Source data

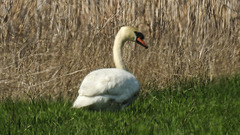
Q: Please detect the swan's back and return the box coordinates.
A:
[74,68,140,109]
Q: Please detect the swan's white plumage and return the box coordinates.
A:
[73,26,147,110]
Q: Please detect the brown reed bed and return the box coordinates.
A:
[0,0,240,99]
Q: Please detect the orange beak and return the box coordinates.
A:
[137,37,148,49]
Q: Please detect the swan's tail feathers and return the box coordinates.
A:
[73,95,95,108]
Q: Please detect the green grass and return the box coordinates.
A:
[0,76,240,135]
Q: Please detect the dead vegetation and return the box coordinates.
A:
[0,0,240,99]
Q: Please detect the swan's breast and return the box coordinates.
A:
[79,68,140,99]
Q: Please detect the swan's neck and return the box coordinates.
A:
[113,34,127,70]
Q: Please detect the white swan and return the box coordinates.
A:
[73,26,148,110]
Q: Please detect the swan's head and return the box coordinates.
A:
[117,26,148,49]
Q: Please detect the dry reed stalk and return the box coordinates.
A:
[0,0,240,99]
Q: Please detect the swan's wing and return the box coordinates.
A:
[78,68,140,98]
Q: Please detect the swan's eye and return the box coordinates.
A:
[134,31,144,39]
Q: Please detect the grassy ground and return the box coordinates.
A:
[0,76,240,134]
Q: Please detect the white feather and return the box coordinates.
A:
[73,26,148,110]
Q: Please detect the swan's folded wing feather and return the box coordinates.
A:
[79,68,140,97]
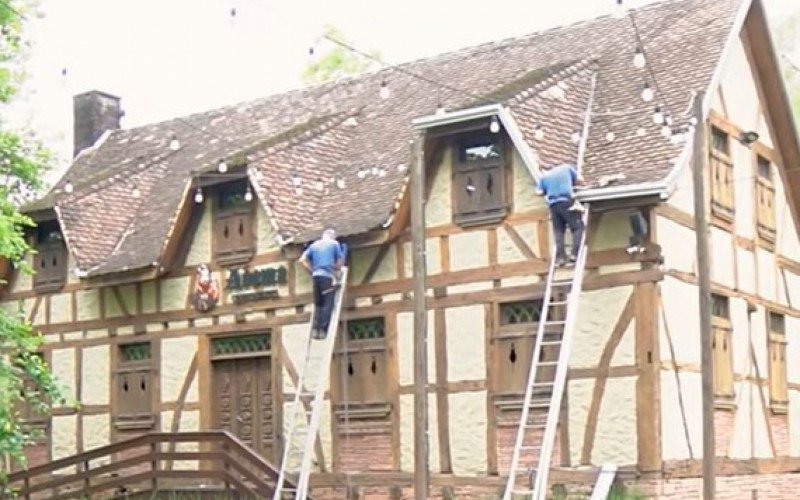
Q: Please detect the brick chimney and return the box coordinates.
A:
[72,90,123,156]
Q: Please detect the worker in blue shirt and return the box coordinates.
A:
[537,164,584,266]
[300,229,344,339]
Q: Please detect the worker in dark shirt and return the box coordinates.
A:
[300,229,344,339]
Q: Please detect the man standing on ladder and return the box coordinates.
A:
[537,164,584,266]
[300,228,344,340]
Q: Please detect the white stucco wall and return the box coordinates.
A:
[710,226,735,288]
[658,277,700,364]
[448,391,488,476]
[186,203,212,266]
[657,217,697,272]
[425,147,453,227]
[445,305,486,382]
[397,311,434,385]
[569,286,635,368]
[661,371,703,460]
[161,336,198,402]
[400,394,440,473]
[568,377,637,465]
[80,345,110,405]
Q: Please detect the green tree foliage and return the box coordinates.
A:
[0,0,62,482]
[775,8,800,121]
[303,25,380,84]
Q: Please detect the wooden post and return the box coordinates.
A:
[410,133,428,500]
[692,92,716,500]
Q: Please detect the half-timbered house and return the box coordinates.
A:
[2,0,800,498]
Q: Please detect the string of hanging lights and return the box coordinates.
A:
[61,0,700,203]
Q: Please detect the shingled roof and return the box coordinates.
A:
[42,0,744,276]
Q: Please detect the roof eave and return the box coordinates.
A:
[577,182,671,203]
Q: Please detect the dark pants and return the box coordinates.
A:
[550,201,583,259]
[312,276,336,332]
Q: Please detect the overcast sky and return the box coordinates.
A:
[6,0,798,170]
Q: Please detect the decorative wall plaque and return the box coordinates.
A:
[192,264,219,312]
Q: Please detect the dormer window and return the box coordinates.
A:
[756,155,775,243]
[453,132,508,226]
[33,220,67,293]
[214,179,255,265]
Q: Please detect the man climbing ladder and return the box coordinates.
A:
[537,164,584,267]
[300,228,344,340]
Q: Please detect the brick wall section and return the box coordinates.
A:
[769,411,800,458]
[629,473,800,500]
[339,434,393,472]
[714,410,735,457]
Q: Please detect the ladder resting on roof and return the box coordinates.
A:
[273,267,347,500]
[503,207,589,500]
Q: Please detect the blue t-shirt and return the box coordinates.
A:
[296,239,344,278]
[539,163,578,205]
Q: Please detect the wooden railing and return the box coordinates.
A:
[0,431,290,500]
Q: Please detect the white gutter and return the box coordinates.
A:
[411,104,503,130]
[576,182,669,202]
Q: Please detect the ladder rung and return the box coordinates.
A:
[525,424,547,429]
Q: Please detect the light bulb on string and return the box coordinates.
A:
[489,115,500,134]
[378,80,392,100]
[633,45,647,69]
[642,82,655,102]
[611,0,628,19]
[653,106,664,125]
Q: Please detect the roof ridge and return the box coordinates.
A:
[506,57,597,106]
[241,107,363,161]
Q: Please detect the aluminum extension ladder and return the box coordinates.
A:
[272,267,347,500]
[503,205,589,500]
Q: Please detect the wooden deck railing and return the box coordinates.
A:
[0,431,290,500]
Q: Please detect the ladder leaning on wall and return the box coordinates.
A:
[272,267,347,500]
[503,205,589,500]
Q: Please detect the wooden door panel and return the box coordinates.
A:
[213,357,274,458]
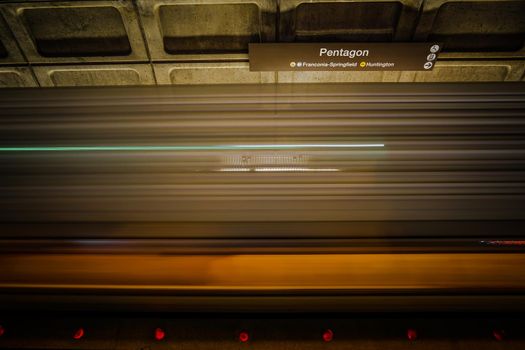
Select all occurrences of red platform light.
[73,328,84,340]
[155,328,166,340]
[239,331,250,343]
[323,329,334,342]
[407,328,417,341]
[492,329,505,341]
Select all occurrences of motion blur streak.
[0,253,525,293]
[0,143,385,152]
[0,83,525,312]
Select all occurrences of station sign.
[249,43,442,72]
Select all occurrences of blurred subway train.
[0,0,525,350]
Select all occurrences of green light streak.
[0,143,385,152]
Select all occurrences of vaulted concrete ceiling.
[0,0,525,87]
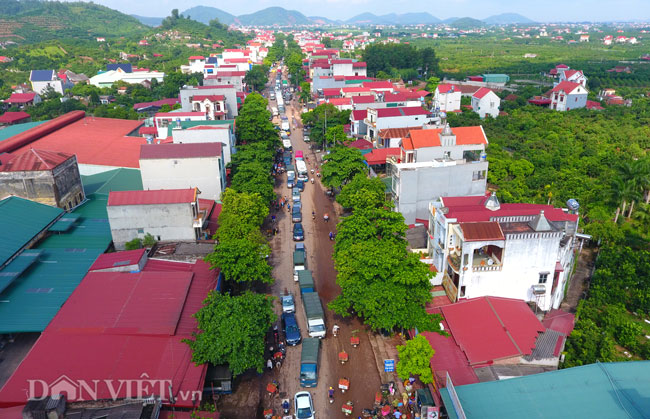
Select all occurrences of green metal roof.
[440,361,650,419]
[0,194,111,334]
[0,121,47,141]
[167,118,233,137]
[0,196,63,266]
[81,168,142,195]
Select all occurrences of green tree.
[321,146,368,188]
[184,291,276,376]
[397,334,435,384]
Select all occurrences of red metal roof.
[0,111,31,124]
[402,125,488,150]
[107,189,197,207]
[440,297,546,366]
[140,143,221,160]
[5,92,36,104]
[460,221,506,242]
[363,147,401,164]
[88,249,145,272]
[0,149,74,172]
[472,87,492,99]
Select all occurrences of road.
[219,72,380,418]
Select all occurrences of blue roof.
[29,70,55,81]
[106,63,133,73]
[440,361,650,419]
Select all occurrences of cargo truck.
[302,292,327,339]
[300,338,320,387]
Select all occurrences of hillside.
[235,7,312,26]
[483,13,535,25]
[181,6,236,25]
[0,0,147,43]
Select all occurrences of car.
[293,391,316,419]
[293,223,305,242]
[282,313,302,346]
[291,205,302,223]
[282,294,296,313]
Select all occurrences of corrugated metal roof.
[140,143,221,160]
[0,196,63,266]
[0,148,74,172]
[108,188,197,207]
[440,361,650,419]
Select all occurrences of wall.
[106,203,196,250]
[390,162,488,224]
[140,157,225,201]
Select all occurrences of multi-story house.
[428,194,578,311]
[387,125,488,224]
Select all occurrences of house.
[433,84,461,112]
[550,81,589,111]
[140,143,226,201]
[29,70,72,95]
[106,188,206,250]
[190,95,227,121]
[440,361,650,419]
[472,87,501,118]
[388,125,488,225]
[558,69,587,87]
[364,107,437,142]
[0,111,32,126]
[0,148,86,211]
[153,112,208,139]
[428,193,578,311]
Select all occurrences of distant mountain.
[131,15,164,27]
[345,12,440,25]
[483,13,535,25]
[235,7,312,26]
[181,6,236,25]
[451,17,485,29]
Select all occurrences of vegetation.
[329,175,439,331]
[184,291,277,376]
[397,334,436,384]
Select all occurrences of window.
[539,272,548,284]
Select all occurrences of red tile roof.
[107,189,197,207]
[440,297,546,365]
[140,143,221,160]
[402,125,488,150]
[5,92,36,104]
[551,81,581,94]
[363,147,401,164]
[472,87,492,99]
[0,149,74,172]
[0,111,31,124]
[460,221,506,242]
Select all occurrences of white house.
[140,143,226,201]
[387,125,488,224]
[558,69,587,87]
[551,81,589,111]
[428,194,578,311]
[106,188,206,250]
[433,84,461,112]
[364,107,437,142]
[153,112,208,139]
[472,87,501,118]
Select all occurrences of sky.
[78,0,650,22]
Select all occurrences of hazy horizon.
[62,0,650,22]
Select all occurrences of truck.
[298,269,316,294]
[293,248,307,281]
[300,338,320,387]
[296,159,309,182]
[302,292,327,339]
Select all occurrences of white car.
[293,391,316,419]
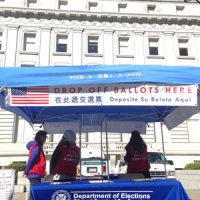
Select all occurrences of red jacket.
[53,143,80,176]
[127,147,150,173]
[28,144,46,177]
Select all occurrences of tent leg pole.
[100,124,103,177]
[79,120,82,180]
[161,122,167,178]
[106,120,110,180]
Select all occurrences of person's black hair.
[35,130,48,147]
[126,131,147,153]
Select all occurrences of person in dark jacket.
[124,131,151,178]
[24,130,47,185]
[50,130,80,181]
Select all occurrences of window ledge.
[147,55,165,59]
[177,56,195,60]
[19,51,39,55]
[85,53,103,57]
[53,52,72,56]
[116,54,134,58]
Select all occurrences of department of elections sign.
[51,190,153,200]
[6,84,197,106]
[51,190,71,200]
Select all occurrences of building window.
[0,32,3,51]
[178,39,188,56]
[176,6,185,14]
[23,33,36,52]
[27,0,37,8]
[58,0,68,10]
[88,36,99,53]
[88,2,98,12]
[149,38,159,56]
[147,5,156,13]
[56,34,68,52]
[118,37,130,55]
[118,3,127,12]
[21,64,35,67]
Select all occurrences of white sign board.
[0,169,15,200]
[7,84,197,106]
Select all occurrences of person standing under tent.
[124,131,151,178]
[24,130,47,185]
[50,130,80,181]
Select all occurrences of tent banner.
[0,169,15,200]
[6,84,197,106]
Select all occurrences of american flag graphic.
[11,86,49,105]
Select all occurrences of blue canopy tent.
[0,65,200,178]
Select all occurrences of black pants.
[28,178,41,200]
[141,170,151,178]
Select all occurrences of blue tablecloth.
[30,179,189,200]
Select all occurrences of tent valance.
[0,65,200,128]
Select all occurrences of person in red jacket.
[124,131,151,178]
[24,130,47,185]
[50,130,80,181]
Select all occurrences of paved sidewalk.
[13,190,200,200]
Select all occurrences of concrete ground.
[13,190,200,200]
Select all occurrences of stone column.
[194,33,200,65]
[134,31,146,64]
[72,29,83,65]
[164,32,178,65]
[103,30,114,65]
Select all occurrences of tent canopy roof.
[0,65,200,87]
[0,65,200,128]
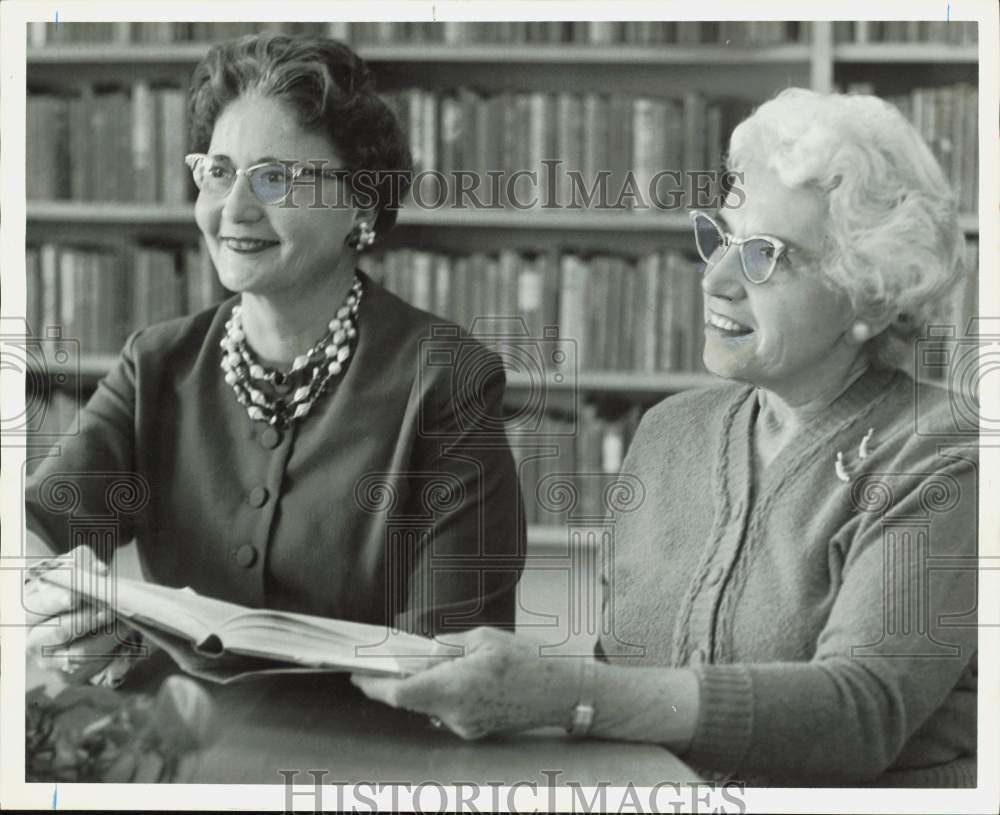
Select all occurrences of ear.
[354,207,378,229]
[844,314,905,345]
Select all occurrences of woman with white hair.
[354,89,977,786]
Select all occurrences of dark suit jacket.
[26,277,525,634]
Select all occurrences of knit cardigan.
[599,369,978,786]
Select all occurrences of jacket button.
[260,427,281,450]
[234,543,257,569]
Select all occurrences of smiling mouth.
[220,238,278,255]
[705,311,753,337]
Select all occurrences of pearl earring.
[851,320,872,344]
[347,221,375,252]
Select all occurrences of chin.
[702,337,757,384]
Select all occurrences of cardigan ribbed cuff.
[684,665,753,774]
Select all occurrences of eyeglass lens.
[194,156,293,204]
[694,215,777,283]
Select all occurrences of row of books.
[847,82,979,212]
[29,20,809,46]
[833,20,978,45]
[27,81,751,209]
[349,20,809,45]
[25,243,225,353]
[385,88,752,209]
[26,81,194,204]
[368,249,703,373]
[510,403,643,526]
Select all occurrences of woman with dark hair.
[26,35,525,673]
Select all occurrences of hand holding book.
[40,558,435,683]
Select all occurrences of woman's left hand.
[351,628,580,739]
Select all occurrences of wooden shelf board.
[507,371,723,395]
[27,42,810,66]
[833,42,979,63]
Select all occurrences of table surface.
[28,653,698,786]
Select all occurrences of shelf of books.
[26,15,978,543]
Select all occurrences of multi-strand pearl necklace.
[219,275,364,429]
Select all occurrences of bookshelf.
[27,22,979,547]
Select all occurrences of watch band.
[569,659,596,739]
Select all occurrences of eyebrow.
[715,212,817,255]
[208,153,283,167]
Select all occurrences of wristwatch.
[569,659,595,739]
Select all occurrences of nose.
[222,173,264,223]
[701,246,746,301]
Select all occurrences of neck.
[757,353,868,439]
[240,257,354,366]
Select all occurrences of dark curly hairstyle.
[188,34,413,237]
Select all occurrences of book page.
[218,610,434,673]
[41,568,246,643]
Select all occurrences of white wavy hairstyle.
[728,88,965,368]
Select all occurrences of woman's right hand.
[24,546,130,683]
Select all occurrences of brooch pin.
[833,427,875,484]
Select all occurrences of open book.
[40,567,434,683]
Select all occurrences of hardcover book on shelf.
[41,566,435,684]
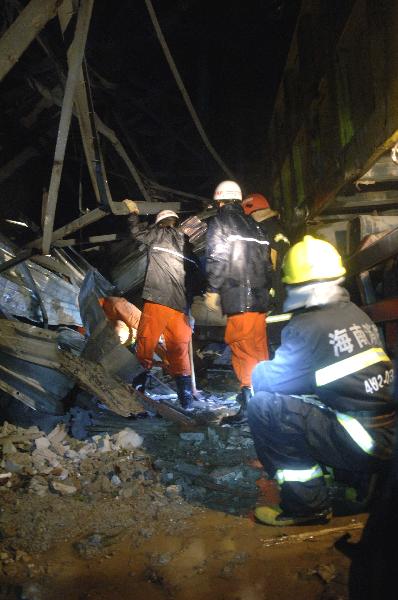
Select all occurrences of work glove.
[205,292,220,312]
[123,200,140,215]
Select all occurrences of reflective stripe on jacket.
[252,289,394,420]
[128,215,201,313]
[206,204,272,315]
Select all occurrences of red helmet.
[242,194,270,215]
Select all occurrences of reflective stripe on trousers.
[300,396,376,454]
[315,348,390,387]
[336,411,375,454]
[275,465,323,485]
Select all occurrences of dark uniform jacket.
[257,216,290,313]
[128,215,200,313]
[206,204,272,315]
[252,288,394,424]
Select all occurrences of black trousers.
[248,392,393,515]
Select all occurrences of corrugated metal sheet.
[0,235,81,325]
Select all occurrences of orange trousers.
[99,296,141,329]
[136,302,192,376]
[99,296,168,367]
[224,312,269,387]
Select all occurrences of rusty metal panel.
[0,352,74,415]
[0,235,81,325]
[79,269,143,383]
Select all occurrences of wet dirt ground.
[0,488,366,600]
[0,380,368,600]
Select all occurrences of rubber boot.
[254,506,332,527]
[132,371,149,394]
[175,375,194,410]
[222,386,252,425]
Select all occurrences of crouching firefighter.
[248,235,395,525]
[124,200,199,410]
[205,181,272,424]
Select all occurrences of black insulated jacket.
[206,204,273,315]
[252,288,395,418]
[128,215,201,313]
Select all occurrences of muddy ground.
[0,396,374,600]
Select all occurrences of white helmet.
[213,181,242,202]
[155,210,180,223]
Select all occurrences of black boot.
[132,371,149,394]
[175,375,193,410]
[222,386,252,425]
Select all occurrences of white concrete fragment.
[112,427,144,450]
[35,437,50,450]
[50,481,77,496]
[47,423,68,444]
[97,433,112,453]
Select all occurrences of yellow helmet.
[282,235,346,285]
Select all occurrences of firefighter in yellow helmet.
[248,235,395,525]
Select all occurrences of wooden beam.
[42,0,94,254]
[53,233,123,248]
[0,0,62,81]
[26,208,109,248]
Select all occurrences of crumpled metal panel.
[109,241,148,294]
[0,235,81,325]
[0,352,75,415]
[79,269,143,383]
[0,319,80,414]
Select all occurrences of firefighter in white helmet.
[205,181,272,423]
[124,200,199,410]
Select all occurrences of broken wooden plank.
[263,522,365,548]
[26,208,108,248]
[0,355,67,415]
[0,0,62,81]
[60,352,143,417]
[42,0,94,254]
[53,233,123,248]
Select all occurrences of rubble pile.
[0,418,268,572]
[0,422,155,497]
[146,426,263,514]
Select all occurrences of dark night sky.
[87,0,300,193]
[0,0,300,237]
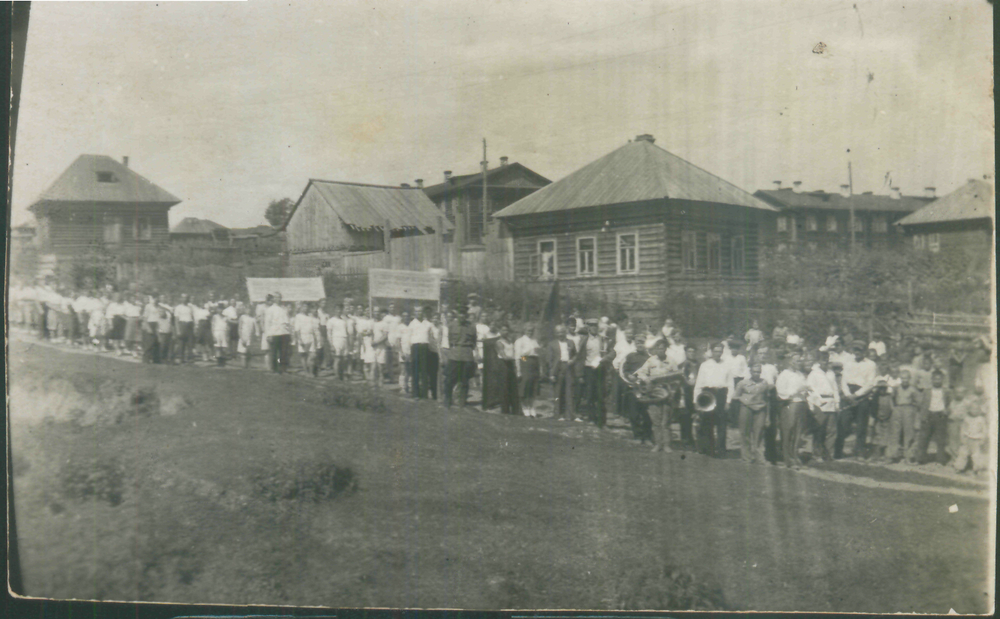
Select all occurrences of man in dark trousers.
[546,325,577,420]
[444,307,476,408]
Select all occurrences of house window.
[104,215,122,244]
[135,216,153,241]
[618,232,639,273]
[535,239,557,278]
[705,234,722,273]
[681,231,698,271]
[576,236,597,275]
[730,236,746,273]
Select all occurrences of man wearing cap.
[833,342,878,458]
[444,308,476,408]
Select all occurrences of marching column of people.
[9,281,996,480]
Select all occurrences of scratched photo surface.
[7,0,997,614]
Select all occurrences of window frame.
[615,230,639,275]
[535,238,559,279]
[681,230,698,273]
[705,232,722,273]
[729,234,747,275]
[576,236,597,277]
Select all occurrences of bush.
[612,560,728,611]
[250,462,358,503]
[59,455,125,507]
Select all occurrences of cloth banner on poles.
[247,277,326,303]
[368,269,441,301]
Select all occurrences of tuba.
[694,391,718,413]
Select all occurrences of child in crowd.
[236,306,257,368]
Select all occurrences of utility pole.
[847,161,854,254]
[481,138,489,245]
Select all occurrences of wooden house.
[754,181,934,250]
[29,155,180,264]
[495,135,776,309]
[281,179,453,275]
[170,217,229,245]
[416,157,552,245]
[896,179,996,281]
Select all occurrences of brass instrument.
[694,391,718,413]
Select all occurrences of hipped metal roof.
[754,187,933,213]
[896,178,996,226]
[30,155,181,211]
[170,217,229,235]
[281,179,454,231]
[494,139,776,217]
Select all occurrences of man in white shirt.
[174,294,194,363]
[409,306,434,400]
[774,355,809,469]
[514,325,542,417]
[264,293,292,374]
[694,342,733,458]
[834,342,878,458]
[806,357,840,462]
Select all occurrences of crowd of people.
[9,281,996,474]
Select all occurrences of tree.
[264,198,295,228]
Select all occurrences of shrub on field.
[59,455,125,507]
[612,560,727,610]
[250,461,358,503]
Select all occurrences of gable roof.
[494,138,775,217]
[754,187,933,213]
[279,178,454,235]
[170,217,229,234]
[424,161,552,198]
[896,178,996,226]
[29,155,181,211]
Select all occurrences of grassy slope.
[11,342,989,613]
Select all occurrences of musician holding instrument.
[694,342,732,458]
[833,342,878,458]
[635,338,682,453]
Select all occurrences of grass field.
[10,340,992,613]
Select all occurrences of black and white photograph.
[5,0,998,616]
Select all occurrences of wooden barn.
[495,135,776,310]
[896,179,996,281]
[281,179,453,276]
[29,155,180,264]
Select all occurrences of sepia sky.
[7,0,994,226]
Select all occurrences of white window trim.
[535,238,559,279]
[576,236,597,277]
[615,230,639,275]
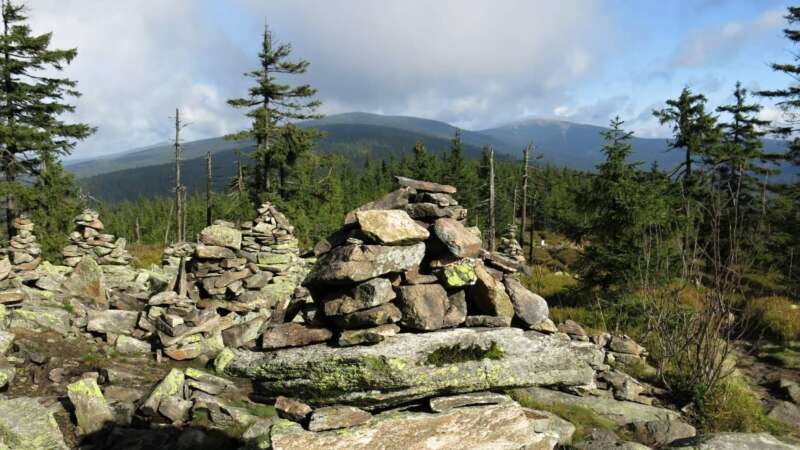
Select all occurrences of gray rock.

● WHAT THE EXERCISE ASKS:
Rewrite the records from their start through the line containing "[113,34,127,70]", inclusive, with every request kept and each bounding box coordinate in the answers shifted up by 150. Omit the pictures.

● ANSWER TO THIS EXERCISE:
Q: Please detect the swan's back and return the box coordinates.
A:
[224,218,290,259]
Q: Please detect the swan's white plumage and return the box coordinates.
A:
[223,176,297,260]
Q: Please detect the brown reed bed and return the box coordinates.
A:
[150,150,390,249]
Q: Please detect the orange beak and return the box coordinates.
A:
[287,187,298,199]
Q: Please detect the swan's tail feathers and return the box coordinates.
A:
[223,245,245,258]
Q: Please detect the green grass and return the box coordinates.
A:
[150,226,390,285]
Q: Please detect the dead vegetation and return the box coordinates.
A:
[150,150,390,249]
Q: Please detect the swan's breast and return the box coordinates.
A:
[229,218,290,249]
Q: Please detect the swan's neck and return the box coordinates.
A:
[263,184,277,220]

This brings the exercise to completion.